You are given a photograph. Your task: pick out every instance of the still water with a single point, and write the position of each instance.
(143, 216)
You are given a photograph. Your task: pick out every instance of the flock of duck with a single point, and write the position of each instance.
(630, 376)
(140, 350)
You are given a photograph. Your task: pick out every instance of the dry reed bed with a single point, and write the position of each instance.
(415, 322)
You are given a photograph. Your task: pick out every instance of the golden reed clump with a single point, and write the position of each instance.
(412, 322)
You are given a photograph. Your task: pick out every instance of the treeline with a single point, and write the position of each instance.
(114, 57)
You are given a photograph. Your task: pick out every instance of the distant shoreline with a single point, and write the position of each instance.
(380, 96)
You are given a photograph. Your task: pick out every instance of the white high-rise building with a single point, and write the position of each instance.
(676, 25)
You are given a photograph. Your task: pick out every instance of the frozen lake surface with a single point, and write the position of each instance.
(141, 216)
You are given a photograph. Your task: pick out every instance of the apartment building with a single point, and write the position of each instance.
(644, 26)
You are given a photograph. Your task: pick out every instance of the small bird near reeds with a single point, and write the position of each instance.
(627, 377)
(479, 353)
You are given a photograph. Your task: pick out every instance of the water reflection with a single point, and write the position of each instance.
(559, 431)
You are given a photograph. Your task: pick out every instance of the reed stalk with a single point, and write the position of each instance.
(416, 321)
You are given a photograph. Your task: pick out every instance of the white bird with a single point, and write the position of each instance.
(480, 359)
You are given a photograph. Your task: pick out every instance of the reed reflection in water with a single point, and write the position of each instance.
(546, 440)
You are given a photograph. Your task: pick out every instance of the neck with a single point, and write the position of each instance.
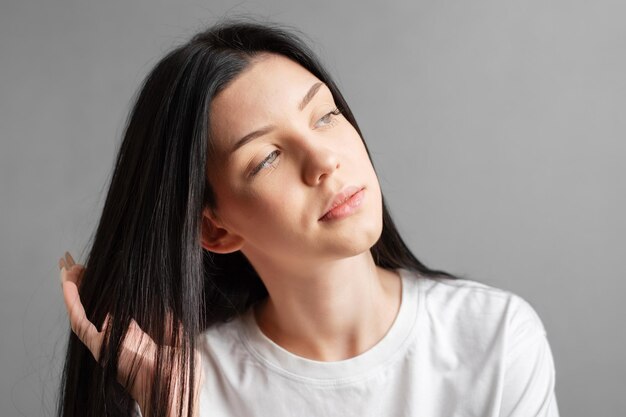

◇ ◇ ◇

Goal of the exercise — Give back exactly the lines running from the one that contains "of the small" to the end of the records, including both of those lines and excluding every picture.

Exercise response —
You are given a photograph. Your task: pick out every instance of the small bird near reeds with a single point, and write the position of each instance.
(627, 377)
(479, 353)
You are given a photograph. Your task: pick out every instance of the water reflection with a single point, and write the position of each instance.
(559, 431)
You are given a photograph. Your task: pick out every instance of the reed stalk with a single point, and write the position of each instance.
(416, 321)
You are given a photograph. Your task: pick out every instance of the white bird with a single point, and write the position of each instance.
(480, 359)
You are given a photograph. Your task: pick out every instance of the reed reflection in water with a single point, and write the position of each instance.
(546, 440)
You are given a photograph. Your task: pick out every instance of the neck with a single point, and write the position of each instance.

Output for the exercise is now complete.